Saved entries →
====================

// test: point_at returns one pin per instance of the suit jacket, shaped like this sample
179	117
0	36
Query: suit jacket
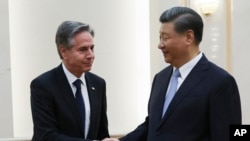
204	106
54	108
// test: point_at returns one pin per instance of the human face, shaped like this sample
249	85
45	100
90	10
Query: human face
80	57
173	45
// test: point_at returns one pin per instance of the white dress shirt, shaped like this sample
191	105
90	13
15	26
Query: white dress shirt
72	78
186	69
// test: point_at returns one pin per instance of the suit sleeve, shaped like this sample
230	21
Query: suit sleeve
103	132
225	109
44	117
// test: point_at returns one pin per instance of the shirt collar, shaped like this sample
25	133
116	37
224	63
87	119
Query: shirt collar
186	68
71	77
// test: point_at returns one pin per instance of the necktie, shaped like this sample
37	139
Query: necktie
80	102
172	90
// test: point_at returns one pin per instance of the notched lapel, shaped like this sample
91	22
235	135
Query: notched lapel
192	80
66	92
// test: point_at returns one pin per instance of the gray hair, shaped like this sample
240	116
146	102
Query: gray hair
66	32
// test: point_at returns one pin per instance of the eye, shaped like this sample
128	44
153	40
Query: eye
92	48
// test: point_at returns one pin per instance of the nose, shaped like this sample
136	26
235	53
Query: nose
160	45
91	54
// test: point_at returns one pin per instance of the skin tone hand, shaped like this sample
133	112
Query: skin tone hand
110	139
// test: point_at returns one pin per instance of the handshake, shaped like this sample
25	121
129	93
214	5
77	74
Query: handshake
110	139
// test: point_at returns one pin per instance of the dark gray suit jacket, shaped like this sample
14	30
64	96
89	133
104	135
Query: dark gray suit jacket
54	111
204	106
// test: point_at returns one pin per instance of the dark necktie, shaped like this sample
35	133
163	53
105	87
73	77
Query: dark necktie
172	90
80	102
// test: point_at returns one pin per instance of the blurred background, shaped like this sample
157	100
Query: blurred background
127	57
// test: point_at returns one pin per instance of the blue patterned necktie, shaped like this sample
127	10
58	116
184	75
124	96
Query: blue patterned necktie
80	102
172	90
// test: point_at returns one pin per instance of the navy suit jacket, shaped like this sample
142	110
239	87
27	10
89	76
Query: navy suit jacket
204	106
54	109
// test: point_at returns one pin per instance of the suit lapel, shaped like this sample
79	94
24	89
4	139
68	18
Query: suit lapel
92	97
196	75
66	91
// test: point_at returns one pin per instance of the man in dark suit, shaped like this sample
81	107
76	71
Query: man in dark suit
206	99
55	95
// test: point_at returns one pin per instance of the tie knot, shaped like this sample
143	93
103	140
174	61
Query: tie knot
78	83
176	73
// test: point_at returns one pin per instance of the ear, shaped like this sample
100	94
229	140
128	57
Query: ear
63	51
189	36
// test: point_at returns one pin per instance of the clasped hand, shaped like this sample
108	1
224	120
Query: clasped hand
110	139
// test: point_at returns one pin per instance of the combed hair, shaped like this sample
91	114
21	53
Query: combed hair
66	32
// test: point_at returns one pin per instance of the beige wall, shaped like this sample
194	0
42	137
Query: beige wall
6	120
123	50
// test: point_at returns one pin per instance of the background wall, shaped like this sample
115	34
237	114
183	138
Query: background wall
127	35
6	120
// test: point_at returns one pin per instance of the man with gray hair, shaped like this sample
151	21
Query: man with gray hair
68	102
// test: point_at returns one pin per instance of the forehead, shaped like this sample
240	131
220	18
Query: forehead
167	28
83	37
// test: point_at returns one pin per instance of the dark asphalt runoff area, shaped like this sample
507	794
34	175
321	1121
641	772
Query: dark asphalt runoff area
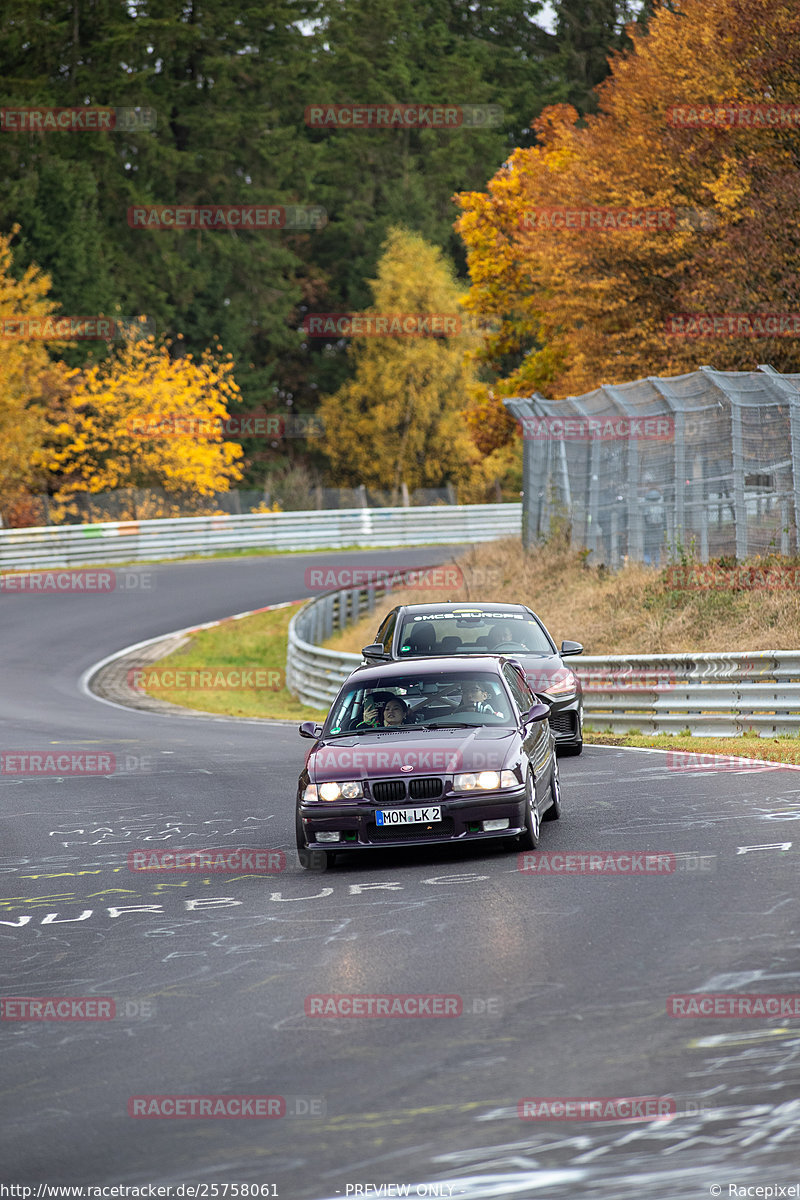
563	979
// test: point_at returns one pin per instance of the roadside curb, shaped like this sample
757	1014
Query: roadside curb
108	679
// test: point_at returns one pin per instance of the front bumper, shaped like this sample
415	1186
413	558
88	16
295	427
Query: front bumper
566	721
461	819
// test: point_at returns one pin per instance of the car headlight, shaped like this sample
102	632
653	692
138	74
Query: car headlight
485	781
349	790
563	683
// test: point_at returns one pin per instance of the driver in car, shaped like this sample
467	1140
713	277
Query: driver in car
504	633
396	713
373	711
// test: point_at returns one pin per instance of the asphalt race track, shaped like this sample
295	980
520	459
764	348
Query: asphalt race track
563	978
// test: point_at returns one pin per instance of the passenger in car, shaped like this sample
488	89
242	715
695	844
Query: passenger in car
475	699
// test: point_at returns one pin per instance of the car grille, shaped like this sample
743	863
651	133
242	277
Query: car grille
563	724
392	790
410	833
423	789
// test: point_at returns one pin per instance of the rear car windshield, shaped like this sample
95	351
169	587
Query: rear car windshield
483	633
446	699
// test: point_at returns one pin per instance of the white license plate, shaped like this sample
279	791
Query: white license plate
408	816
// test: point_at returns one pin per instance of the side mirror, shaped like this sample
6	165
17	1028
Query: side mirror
537	713
374	652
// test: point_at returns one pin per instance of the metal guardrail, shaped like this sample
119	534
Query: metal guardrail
126	541
717	695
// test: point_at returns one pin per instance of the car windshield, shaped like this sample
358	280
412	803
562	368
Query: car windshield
410	701
471	633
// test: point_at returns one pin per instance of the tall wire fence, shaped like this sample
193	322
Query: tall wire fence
705	462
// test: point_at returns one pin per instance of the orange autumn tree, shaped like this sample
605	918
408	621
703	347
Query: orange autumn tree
582	307
144	420
29	382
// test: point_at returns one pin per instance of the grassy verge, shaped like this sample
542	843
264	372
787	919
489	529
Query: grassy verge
637	610
747	745
246	645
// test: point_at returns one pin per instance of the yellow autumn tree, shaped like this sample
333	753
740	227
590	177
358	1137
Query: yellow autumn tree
144	419
588	305
400	419
29	382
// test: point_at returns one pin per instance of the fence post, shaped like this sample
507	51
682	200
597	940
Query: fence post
738	455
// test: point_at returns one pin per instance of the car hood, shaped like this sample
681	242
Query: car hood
411	754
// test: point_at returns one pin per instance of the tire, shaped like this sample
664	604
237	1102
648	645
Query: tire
554	810
529	839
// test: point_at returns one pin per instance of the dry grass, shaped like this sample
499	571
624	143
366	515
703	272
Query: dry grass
632	611
749	745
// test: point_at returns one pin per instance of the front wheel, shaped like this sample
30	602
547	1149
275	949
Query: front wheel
529	839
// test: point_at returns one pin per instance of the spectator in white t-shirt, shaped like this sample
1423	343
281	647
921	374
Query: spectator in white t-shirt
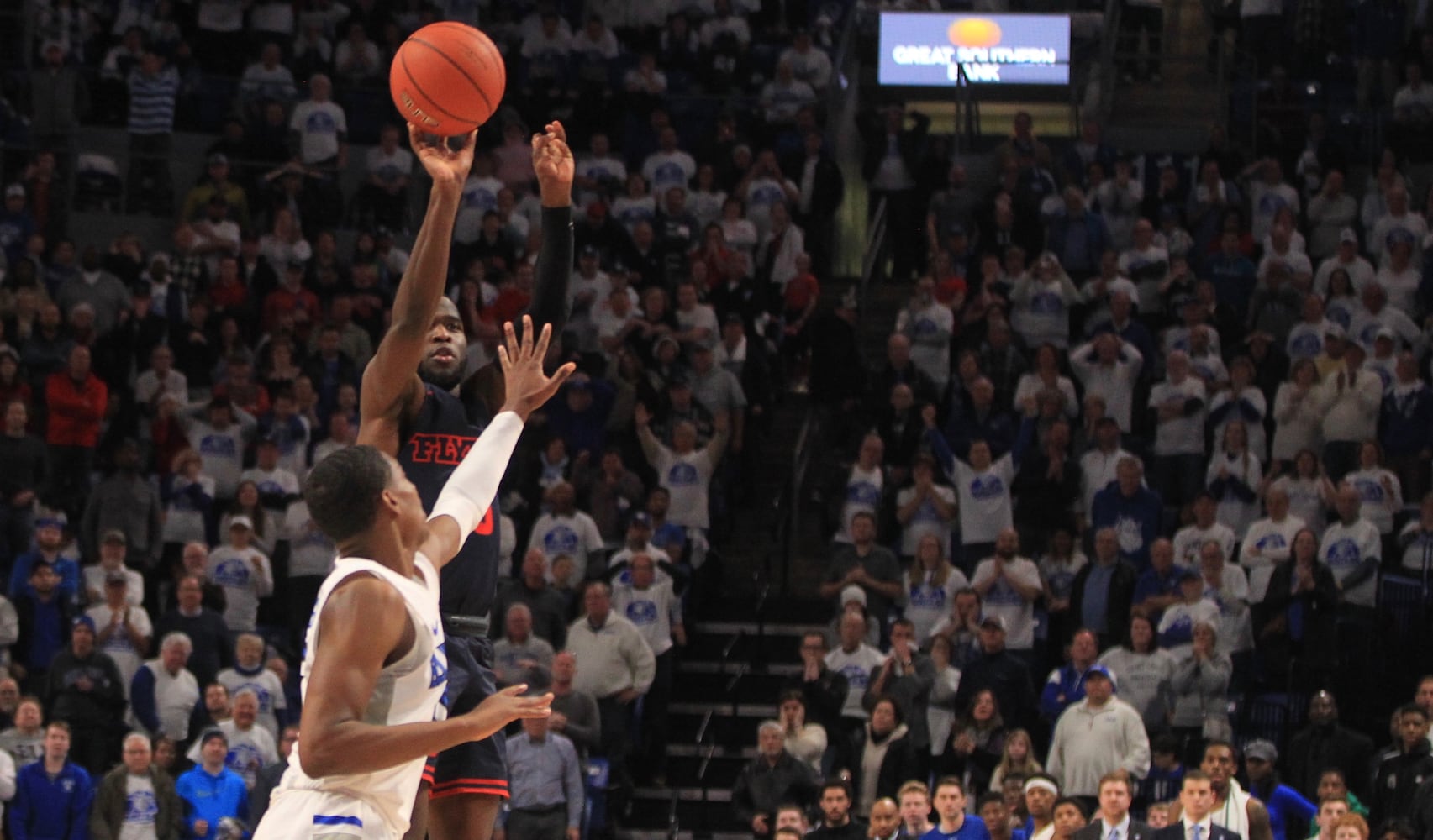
684	470
1009	585
320	128
1205	528
566	530
1180	407
925	508
1346	258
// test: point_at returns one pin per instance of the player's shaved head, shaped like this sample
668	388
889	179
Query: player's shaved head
446	361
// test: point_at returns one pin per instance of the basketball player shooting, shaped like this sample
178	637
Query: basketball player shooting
423	407
374	666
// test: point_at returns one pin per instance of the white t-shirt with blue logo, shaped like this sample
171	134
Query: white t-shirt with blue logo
666	169
264	685
1272	540
1379	502
652	612
927	603
572	534
863	494
856	667
1345	549
250	750
925	521
245	575
985	500
1004	600
929	329
118	646
319	126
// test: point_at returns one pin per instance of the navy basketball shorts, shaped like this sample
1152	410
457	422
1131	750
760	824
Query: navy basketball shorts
476	767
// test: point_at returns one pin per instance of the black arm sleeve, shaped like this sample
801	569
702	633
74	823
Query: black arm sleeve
553	270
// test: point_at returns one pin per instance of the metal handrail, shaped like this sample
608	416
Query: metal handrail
1107	59
874	239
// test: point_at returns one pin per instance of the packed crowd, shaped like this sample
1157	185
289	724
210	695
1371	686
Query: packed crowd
1142	451
166	398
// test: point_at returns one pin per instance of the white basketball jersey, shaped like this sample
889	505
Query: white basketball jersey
408	690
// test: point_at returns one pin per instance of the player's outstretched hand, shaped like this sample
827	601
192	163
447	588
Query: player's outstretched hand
505	707
528	386
443	164
553	165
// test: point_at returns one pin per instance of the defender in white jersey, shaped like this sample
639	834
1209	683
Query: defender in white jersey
371	681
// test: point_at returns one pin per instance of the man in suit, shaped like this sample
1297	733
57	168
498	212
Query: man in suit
1114	821
892	162
821	185
1195	822
1233	811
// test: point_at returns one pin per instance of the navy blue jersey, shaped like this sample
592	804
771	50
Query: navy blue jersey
436	441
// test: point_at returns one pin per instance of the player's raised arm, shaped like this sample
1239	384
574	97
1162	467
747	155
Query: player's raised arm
473	484
335	740
551	304
390	382
553	165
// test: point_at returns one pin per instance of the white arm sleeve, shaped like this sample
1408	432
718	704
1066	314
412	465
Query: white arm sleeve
473	484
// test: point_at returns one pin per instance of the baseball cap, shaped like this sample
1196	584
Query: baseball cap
1099	671
1262	750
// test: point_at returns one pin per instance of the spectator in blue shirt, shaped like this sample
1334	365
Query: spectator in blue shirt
1288	813
1132	510
955	823
52	796
1158	587
213	791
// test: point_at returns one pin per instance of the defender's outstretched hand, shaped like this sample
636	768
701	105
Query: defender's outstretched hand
528	386
552	162
443	164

====================

Task objective → From the records above, repeat exactly the lines from the one with "curb, shaped like this sample" through the one with "driver in car, shaped like this sample", both included.

Expected answer →
// test: point_at returns one pin per instance of the roadside curb, shaped like this sample
757	1014
Query: roadside curb
108	679
// test: point_at returns one pin per instance of the front bumper, shaped like this sample
415	1186
413	558
88	16
295	427
Query: front bumper
566	721
461	819
// test: point_at returns one pin per instance of the car headlight, shaped like this sample
102	632
653	692
138	74
Query: car headlight
485	781
349	790
563	683
// test: point_at returns one pin per instance of the driver in car, shaped like this sample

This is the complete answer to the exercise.